* [Exercise] Reproduce the data exactly.

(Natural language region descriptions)
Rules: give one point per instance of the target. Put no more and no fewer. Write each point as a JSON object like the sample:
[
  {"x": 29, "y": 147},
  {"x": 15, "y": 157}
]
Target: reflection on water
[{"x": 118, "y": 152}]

* [Reply]
Rules: give one point per instance of the target. Put no more and no fewer. Write each point as a JSON object like the sample:
[
  {"x": 29, "y": 147},
  {"x": 15, "y": 157}
]
Target: reflection on water
[{"x": 118, "y": 152}]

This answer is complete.